Одно из важнейших противоречий современного мира: наследие имперского прошлого, когда одни страны были метрополиями, а другие – подавляющее большинство, – зависимыми или, даже официально, колониями. Последствия этого прошлого остро ощущаются сейчас и еще будут давать о себе знать. То, что накапливалось за жизнь многих поколений, не может быстро исчезнуть.
У народов, которые были колониальными или зависимыми, накопилось множество обид и претензий, обоснованных или нет, к государствам, которые ими управляли. И даже больше – ко всей Европе. Считают, что вся она – в той или иной степени – причастна к становлению колониального господства. Эти обиды и претензии эксплуатируются теми политиками нынешних развивающихся стран, которые хотят списать на последствия колониализма собственные промахи, ошибки, а то и преступные действия. При этом, намеренно или не намеренно, забывается то позитивное, что принесли европейцы не-Европе.
А в бывших метрополиях не угасла ностальгия по имперскому величию. Обитатели метрополий не очень любят задумываться над этим синдромом. Но он есть. И весьма значителен.
Наивно было бы думать, что за столетия господства метрополий не накопилось огромное недовольство тех, кем они управляли, и что теперь – после распада империй – не откроются клапаны для выбросов такого недовольства.
Индийцы не забывают, что Уинстон Черчилль называл их национального героя Махатму Ганди «воинствующий полуголый факир». И так ведь говорил один из дальновидных лидеров Европы ХХ столетия. Сколько же мерзостей наговорили и, главное, наделали другие?
Легко ли китайцам забыть, как кайзер Вильгельм II напутствовал немецкий экспедиционный корпус, отправляя его в 1900 г. в Китай: «Пощады не давать! Пленных не брать. Убивайте, сколько сможете! Как тысячу лет назад, когда гунны во главе с королем Аттилой заслужили славу, которая и сейчас в легендах и сказках вызывает ужас, так слово “германец” должно ужасать Китай в следующую тысячу лет. Вы должны действовать так, чтобы китаец уже никогда не посмел косо посмотреть на германца»[5].
Что уж говорить об Африке? По приказу того же императора Вильгельма восставший против немецкого господства народ гереро огнем пулеметов загнали в пустыню Калахари и обрекли десятки тысяч людей на гибель от голода и жажды. Одни и те же европейцы вели себя на родине и в Африке совсем по-разному. Французский писатель Жорж Оне писал в одном из своих романов в конце XIX века: «Меслер был прямодушен и добр на редкость. Но в Африке… он никогда не колебался выстрелить… В Трансваале это называлось быть энергичным. Во Франции это считалось бы преступлением. Вопрос географической широты, среды и обстоятельств. Его жену умоляют: “Не показывайте мне ваш африканский облик… Покажите мне ваше парижское лицо. Ведь это же не мадам Меслер, грозная и решительная королева, что царствует над дикарями среди тигров. Не ее я пришел повидать. Нет, это же мадам Меслер, милостивая, благосклонная, та, что живет на Елисейских полях”»[6].

[Извлечённые данные]:
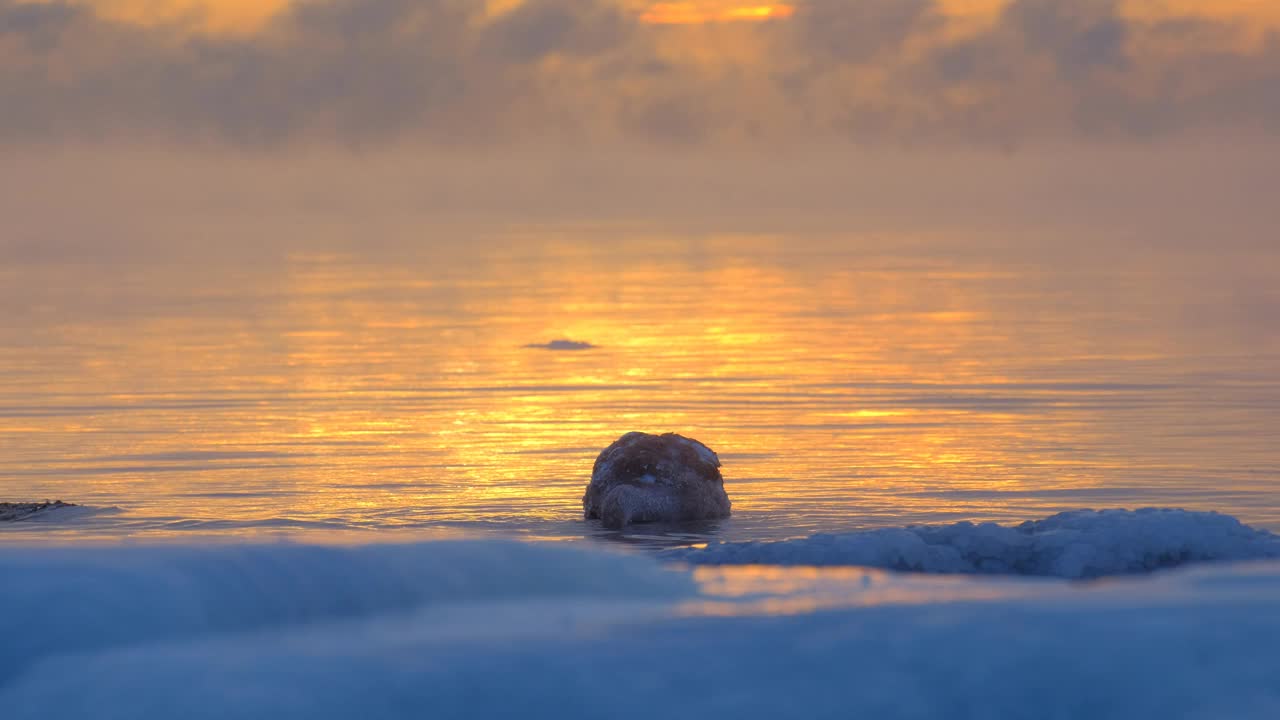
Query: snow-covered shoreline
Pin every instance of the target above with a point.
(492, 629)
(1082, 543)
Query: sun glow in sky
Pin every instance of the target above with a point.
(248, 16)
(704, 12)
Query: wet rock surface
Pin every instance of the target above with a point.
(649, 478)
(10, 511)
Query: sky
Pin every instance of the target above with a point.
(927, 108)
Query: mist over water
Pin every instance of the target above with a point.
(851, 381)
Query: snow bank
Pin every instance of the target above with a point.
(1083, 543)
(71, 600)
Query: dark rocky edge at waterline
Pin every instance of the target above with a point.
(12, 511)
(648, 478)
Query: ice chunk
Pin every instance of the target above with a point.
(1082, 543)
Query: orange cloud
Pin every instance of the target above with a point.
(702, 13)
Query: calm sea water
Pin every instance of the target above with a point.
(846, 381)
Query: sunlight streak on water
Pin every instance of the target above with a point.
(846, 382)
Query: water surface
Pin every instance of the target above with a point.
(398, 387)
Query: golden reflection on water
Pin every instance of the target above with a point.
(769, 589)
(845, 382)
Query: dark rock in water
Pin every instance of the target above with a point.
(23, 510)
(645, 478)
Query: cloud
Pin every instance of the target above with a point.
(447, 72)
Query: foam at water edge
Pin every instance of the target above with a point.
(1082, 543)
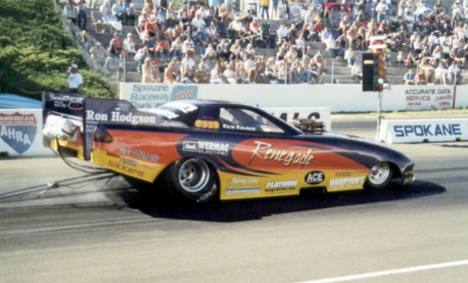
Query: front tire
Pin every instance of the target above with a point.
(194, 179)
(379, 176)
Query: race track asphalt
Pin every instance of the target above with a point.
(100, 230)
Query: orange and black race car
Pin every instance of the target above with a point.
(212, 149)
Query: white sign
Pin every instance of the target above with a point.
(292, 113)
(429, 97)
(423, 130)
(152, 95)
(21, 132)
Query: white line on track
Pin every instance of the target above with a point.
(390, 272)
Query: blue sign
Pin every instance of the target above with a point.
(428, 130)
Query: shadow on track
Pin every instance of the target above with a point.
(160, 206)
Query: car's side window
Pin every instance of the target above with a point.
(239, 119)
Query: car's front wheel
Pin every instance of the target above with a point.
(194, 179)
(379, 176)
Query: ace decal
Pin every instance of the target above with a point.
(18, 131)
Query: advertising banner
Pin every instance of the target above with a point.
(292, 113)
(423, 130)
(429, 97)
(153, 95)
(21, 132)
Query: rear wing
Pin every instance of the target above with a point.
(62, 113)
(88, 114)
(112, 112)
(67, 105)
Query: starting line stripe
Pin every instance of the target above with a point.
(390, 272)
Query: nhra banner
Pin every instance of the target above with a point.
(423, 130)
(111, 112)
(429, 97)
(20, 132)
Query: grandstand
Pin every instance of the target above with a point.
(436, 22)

[Задание]:
Сократите абзац выбранного текста, начинающийся словами «У народов, которые были колониальными», и сохраните его основные факты.

[Решение задания]:
Бывшие колониальные и зависимые народы накопили много обид и претензий, обоснованных или нет, к управлявшим ими государствам и даже ко всей Европе. Её всю считают в той или иной мере причастной к колониальному господству. Политики нынешних развивающихся стран используют эти обиды, чтобы списать на последствия колониализма свои промахи, ошибки и даже преступные действия. При этом, намеренно или нет, забывается то позитивное, что европейцы принесли не-Европе.